• _EXCERPTED PASSAGE_
# # # # # # #

San Joaquin Valley described as ‘most in need’ by Newsom, Fresno Unified sticks with its reopening plan

Local News

CENTRAL VALLEY, Calif. (KSEE) – Gov. Gavin Newsom announced Wednesday a $2 billion proposal to phase in in-person learning for students in early 2021.

The plan would prioritize those students in transitional kindergarten through second grade, English-language learners, foster youth, and students with special instructional needs to get them back into the classrooms as early as February.

Newsom said younger students face more challenges with virtual learning.

“The younger cohorts are particularly challenged in this environment and that’s why this is so important. That we move forward in a phased way. Prove that we can do this right,” Newsom said.

He said distance learning would still be an option for students and families.

The funding would go toward testing, contact tracing, and providing personal protective equipment for schools. Newsom said teachers would also be included in Phase 1B of vaccinations.

# # # # # # #

• _BRIEF 1_
In the news article about Newsom's school reopening proposal, recast the paragraph beginning "The plan would prioritize" as a short bulleted list that keeps its main facts.
• _BRIEF 2_
Resume the news article about Newsom's school reopening proposal, writing on from its final sentence.

[Data records]

# # # # # # #

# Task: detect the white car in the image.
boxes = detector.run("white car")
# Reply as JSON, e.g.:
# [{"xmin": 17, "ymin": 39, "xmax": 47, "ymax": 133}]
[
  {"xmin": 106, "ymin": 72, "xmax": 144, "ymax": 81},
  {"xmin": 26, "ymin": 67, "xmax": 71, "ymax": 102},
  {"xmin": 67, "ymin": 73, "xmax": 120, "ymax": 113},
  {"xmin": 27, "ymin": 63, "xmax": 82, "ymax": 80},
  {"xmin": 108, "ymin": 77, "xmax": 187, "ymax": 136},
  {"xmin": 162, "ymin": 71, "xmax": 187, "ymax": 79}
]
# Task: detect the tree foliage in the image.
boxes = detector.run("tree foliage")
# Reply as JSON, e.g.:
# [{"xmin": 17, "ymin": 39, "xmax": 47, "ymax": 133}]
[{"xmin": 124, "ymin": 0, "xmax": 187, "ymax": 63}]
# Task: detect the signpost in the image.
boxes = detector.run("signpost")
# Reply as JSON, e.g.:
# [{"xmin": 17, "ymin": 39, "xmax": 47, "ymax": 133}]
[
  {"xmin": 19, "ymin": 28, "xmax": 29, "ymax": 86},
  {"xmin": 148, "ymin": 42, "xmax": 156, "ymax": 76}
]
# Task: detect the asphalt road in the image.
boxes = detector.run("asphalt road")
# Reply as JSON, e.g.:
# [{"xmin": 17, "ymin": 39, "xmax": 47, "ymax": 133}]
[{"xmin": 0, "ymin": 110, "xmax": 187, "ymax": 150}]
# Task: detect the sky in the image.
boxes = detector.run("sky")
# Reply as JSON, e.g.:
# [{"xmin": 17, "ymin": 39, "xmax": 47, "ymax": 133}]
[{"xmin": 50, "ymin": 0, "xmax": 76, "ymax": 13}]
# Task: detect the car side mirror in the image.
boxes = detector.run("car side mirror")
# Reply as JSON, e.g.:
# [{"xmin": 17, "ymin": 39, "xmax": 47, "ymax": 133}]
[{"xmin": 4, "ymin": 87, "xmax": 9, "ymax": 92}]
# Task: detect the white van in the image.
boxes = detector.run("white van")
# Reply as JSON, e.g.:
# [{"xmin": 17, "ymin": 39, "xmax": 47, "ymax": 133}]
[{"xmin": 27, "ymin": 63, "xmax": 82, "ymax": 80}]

# # # # # # #

• _EXERCISE ANSWER 1_
- Priority groups for returning to classrooms:
  - students in transitional kindergarten through second grade
  - English-language learners
  - foster youth
  - students with special instructional needs
- Return as early as February

• _EXERCISE ANSWER 2_
But among guidelines counties would have to meet is ensuring the case rate is below 28 daily cases per 100,000 people. According to the state, Fresno County is currently seeing 84.9 daily COVID-19 cases per 100,000 people.

Elementary schools would also have to submit a COVID-19 safety plan to both local and state officials. Local health departments can disapprove the plan within five days.

Currently, the San Joaquin Valley faces some of the highest rates of transmission in the state. It is unknown where the transmission rates will be in the early spring of next year.

“People are going to have to check in with their county health officers and the state Department of Public Health to determine, ‘Is it appropriate to move forward or not?’ That kind of consultation will be critical,” said Tony Thurmond, the state superintendent of public instruction.

In a statement, Fresno Unified Superintendent Bob Nelson said the district has worked hard on a collective plan that balances a safe return with the need to get schools normalized.

At this point, we are not deviating from that expressed plan as we review the new information released this morning.

Fresno Unified Superintendent Bob Nelson

That plan is to allow in-person learning once Fresno County reaches the orange tier of the blueprint reopening plan.

In a statement on Facebook, the Fresno Teachers Association said it has worked to develop a reopening plan that balances the health and academic needs of students, educators, and the community.

We, along with Fresno Unified School District leadership, remain committed to the implementation of that plan in the Spring semester.

Fresno Teachers Association

In Fresno County, hospitals remain overcapacity while they prepare for what could be another surge following the holidays.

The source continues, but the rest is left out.